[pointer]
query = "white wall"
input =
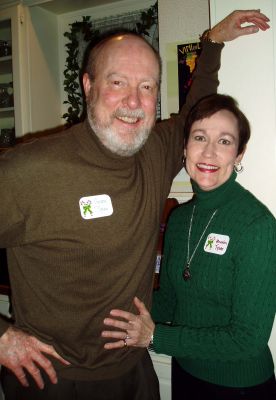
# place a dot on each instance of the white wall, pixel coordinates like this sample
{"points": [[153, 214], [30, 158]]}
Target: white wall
{"points": [[43, 59]]}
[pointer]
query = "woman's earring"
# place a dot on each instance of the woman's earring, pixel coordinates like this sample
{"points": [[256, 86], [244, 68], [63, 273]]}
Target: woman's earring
{"points": [[238, 167], [184, 161]]}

▶ _WHAT IS BEING ASKED_: Recast the material above as a Markdown table with the columns Row and Line, giving each line its own row and leaving out blank lines and pictures.

▶ _RESPONSE_:
| Row | Line |
|---|---|
| 1 | [pointer] |
| 2 | query = "white wall" |
| 3 | input = |
| 4 | # place a dot on each instance of the white wall, pixel coordinates like this sample |
| 5 | {"points": [[153, 214], [30, 158]]} |
| 6 | Target: white wall |
| 7 | {"points": [[43, 59]]} |
| 8 | [pointer] |
| 9 | query = "woman's earring" |
| 10 | # place a dot on each instance of the woman's earring, pixel coordinates like this sample |
| 11 | {"points": [[256, 86], [244, 68], [63, 273]]} |
| 12 | Target: woman's earring |
| 13 | {"points": [[238, 167], [184, 161]]} |